### Task statement
Reproduce the entries word for word, and omit any picture you find in them.

### Materials provided
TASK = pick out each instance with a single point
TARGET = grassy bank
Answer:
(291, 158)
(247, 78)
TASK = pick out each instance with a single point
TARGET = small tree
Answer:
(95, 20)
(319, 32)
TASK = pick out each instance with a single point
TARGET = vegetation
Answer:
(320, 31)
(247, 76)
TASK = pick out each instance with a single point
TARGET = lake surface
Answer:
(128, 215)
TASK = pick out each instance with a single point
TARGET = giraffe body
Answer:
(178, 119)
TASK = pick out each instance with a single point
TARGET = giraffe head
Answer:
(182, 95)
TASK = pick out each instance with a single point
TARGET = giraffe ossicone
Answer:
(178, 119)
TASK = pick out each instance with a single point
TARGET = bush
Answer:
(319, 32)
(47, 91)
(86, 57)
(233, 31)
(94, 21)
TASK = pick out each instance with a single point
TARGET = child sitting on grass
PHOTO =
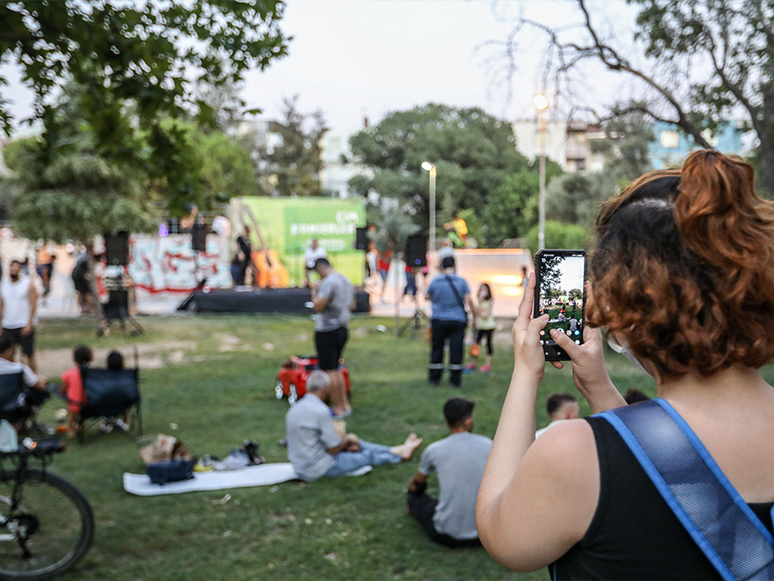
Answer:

### Answer to this exercise
TASK = pick out each instance with a single point
TARGET = grassy bank
Answer:
(291, 158)
(247, 78)
TASK = pick out each instance with a single point
TARGET = small tree
Answer:
(95, 20)
(319, 32)
TASK = pick out each instance with a single point
TARGET = vegetation
Answer:
(320, 31)
(247, 76)
TASK = pick out each instance with a single point
TARGET = lake surface
Answer:
(128, 215)
TASK = pick out each instance with a single point
TARGET = giraffe body
Answer:
(178, 119)
TASK = pick out each instance with a single point
TARGET = giraffe head
Answer:
(182, 95)
TASK = pick out each instance with a single point
TARGET = giraffe ossicone
Answer:
(178, 119)
TASK = pick out each instance with a single point
TARGET = bush
Answer:
(319, 32)
(47, 91)
(86, 57)
(233, 31)
(94, 21)
TASK = pick out each instance with a single point
TARGET = child sitting on grass
PHOTO =
Answer:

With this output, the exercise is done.